*THE DATA*
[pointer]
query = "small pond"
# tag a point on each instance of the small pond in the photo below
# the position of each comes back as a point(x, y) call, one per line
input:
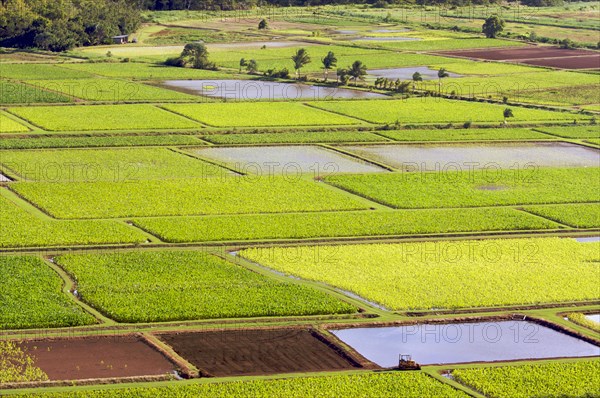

...

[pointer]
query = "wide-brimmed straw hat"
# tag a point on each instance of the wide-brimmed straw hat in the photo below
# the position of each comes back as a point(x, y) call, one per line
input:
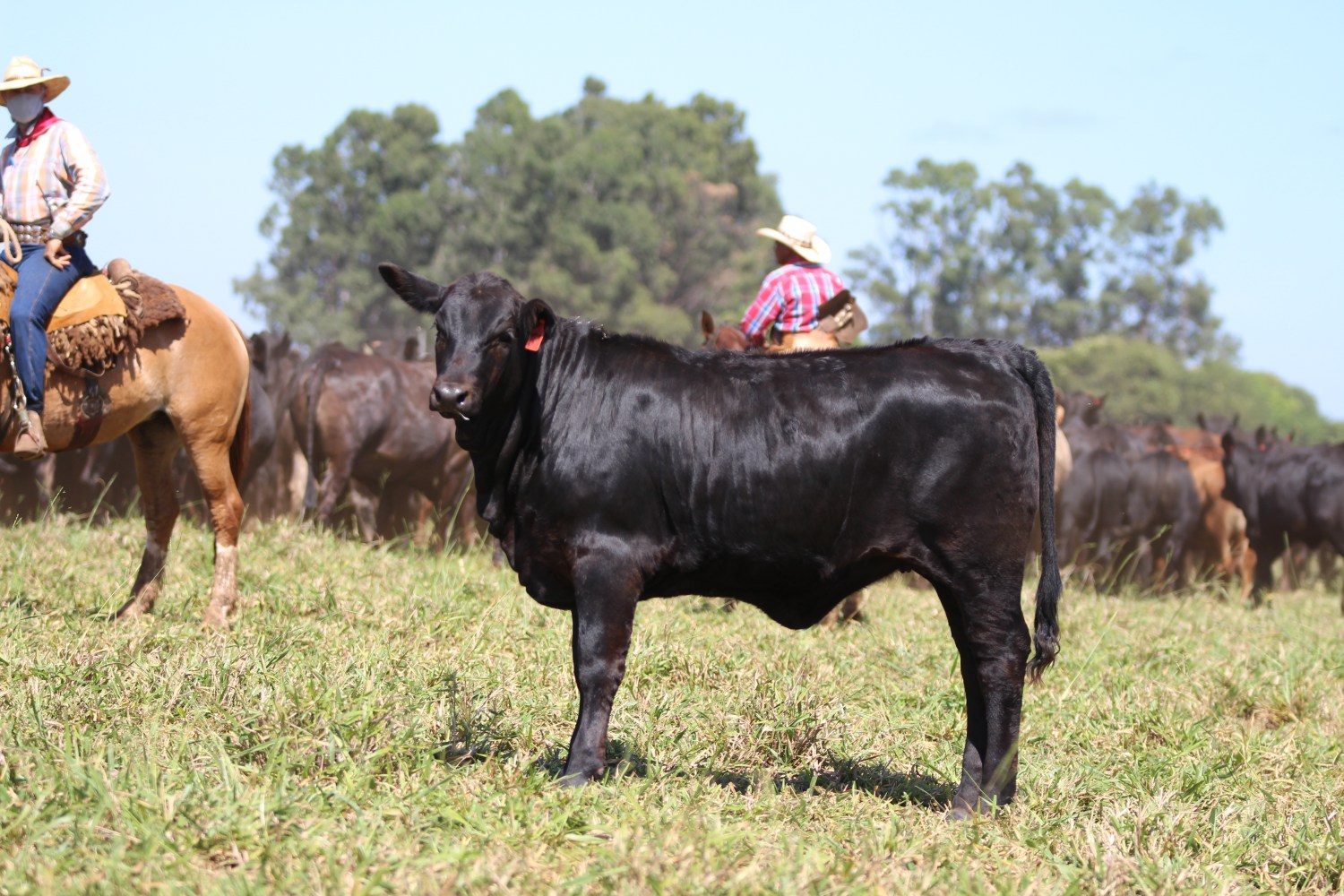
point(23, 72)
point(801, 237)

*WORK INSTRUCTIONS*
Go through the records line by line, and copy each line that holds the string "below".

*REPLY*
# tag a point on each instance of the small pond in the photo below
# tag a point on each instance of the wide-brimmed straw hat in the photo below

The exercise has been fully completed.